• _What to do_
Print the whole listing below again, exactly as given.

• _Input_
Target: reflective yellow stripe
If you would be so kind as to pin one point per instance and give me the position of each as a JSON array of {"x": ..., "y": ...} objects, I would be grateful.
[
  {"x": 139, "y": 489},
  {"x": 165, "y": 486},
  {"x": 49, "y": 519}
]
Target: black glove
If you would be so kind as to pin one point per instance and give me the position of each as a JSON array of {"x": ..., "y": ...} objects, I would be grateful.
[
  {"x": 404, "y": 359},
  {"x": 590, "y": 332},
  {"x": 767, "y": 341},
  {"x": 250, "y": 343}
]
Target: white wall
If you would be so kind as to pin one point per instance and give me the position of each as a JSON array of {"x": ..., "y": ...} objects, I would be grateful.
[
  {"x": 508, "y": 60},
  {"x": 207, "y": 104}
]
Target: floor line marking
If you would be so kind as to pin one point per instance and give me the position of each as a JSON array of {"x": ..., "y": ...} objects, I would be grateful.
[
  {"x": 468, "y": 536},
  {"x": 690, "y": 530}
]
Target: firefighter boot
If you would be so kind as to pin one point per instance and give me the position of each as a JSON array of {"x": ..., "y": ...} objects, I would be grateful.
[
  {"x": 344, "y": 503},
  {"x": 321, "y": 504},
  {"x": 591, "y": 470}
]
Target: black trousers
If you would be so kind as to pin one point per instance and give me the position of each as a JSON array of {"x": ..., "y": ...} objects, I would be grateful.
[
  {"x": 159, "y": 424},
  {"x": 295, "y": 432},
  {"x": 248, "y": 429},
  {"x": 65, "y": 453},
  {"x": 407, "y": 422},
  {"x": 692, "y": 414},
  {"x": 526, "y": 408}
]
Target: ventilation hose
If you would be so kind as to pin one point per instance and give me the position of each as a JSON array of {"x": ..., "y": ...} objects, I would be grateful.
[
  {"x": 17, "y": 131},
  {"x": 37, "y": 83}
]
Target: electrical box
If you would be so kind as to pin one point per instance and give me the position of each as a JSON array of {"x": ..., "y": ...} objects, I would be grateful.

• _Answer_
Target: reflective yellow stripe
If you would be so kind as to pin one point per instance and give me the position of each as a JSON array of {"x": ..., "y": ...} objects, I would be grateful.
[
  {"x": 139, "y": 489},
  {"x": 165, "y": 486},
  {"x": 49, "y": 519}
]
Target: black glove
If you would be so kind as to pin one point per instance and give me the position of each as a JSON array of {"x": ..., "y": ...} objects, I would be grateful.
[
  {"x": 404, "y": 359},
  {"x": 590, "y": 332},
  {"x": 767, "y": 341},
  {"x": 250, "y": 343}
]
Target: white wall
If you would be so kind as to pin one point per instance and give me the position of each as a JSON array of {"x": ..., "y": ...} objects, I would be grateful.
[
  {"x": 508, "y": 60},
  {"x": 207, "y": 104}
]
Target: floor line marking
If you would be so kind as to pin one point per instance and give me the position of each as a JSON array of {"x": ..., "y": ...} objects, I would be grateful.
[
  {"x": 468, "y": 536},
  {"x": 690, "y": 530}
]
Target: firefighter boot
If you would be so kind as to pin one point per instance and give me the position of each as a JSON array of {"x": ..., "y": ...} objects, I would be grateful.
[
  {"x": 344, "y": 503},
  {"x": 321, "y": 504},
  {"x": 591, "y": 470}
]
Target: black trousers
If you would be so kind as to pin one point per instance and give me the position of each as a JSON array of {"x": ..., "y": ...} objects, I would be grateful.
[
  {"x": 159, "y": 424},
  {"x": 295, "y": 432},
  {"x": 248, "y": 429},
  {"x": 65, "y": 453},
  {"x": 407, "y": 422},
  {"x": 692, "y": 414},
  {"x": 526, "y": 408}
]
Target: ventilation hose
If you would be so kind as to pin one point per instance and give me the position of each as a JSON array of {"x": ..., "y": ...} objects, I would be grateful.
[
  {"x": 17, "y": 131},
  {"x": 37, "y": 83}
]
Target: electrical box
If you would be so kind as to pin one point per instance and give me the position of each as a JSON array of {"x": ..., "y": ...} objects, I would be grateful.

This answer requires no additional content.